**Extract provided**
The load of the domain will not be conditionned and no pre-load op will be executed.

![none strategy example](https://raw.githubusercontent.com/starlake-ai/starlake/master/src/main/python/images/dagster/none.png)

##### IMPORTED

This strategy implies that at least one file is present in the landing area (`SL_ROOT/importing/{domain}` by default, if option `incoming_path` has not been specified). If there is one or more files to load, the method `sl_import` will be called to import the domain before loading it, otherwise the loading of the domain will be skipped.

![imported strategy example](https://raw.githubusercontent.com/starlake-ai/starlake/master/src/main/python/images/dagster/imported.png)

##### PENDING

This strategy implies that at least one file is present in the pending datasets area of the domain (`SL_ROOT/datasets/pending/{domain}` by default if option `pending_path` has not been specified), otherwise the loading of the domain will be skipped.

**Exercise goal**
Answer these questions from the excerpt on domain pre-load strategies:
(a) Under the IMPORTED strategy, which method is called to import the domain before it is loaded?
(b) Which option overrides the default landing area for the IMPORTED strategy?
(c) What is the default pending datasets area for the PENDING strategy?

(Point placement rows)
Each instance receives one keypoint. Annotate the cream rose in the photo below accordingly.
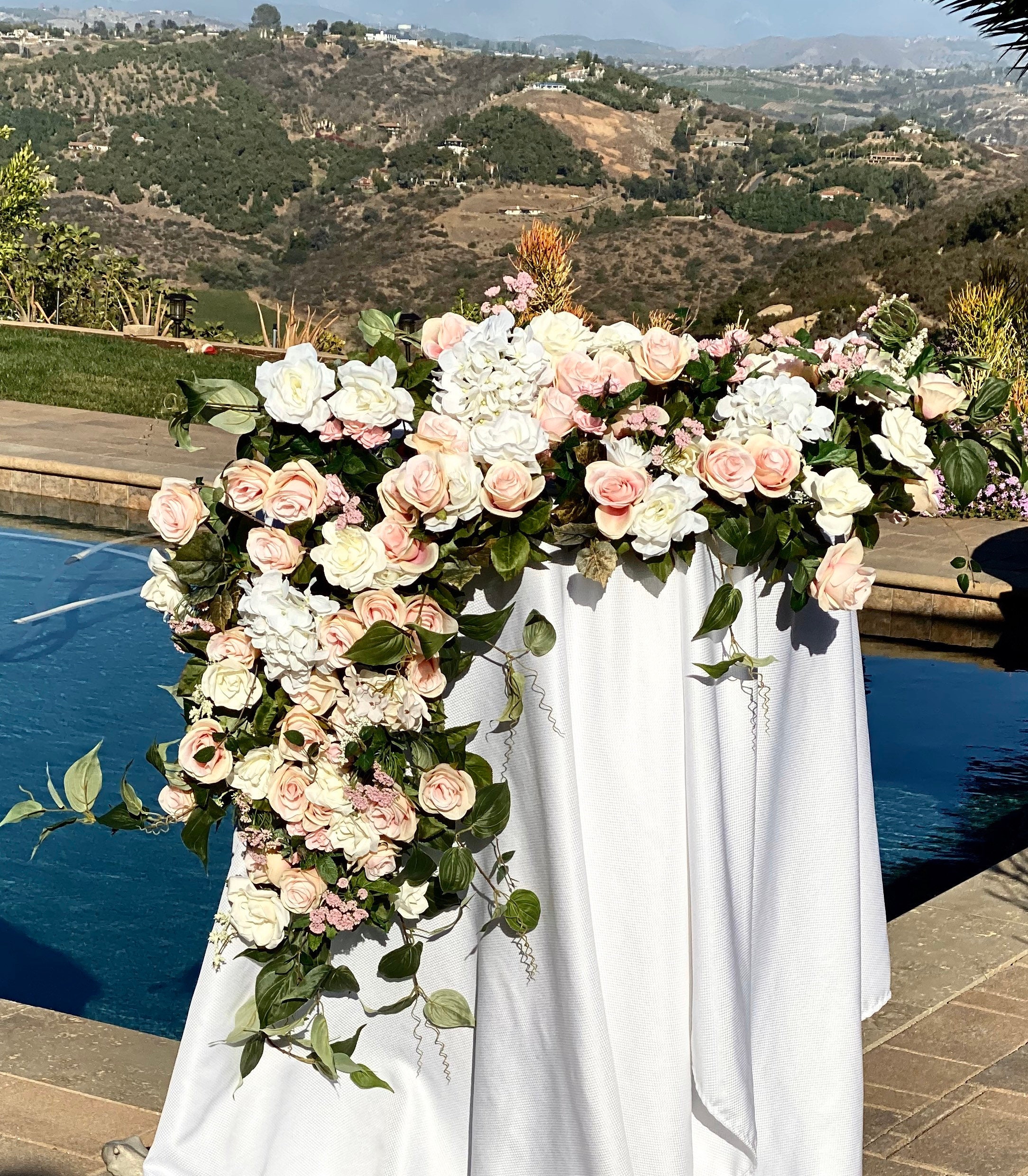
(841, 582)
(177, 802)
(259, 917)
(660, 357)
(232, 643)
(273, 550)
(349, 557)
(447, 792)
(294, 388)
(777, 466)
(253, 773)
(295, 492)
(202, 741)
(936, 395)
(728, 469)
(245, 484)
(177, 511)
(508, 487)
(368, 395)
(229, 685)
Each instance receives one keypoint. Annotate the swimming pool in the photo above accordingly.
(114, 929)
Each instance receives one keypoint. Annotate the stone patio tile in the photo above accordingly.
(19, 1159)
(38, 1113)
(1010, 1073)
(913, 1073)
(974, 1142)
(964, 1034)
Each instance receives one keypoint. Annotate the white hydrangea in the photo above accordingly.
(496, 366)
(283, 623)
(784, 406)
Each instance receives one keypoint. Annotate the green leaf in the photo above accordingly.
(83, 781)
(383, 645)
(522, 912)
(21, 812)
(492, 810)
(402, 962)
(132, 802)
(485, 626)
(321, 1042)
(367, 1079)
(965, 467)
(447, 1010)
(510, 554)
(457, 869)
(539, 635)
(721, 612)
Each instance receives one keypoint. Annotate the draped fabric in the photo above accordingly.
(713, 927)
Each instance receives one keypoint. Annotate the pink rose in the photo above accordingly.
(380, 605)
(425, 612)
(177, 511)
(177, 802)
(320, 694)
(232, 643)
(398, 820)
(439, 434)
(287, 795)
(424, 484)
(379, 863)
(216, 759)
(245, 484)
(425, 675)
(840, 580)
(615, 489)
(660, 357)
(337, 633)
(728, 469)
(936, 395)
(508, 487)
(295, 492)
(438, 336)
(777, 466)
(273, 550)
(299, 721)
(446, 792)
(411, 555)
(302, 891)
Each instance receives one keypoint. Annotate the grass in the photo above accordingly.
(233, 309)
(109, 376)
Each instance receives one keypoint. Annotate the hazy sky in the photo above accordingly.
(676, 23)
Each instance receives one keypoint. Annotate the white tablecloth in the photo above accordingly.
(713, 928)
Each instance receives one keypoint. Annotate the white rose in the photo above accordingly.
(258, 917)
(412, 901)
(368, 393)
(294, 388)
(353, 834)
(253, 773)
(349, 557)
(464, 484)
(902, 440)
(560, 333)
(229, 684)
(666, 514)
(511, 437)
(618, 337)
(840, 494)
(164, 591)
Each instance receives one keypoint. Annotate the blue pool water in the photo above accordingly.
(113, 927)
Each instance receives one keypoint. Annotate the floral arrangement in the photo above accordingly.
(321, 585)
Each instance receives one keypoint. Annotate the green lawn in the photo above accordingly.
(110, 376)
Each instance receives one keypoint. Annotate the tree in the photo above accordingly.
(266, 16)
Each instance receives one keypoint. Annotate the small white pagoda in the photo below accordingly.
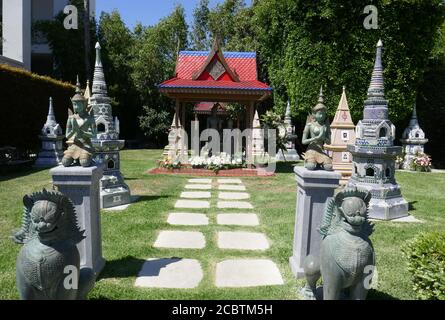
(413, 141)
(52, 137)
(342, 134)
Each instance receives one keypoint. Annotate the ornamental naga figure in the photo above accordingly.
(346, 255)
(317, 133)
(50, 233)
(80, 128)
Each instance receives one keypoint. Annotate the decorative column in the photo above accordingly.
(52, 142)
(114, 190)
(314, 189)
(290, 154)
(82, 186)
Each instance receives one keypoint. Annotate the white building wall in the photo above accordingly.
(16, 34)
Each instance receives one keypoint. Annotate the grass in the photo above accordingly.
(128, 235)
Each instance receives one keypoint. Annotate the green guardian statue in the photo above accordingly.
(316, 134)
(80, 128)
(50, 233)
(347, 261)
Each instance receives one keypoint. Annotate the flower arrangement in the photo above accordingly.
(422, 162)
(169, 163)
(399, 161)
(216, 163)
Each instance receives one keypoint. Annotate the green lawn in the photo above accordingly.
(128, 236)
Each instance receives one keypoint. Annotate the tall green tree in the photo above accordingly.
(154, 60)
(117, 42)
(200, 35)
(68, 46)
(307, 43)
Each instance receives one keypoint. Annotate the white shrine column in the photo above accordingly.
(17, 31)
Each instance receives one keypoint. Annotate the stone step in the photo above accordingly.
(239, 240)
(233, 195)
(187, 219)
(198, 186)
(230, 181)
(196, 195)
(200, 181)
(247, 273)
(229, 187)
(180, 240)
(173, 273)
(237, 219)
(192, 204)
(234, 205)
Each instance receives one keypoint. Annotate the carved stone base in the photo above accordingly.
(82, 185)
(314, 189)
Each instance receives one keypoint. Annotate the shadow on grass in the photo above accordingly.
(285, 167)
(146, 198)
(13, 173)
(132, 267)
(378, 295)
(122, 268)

**Answer to this task**
(a) `sl_import`
(b) `incoming_path`
(c) `SL_ROOT/datasets/pending/{domain}`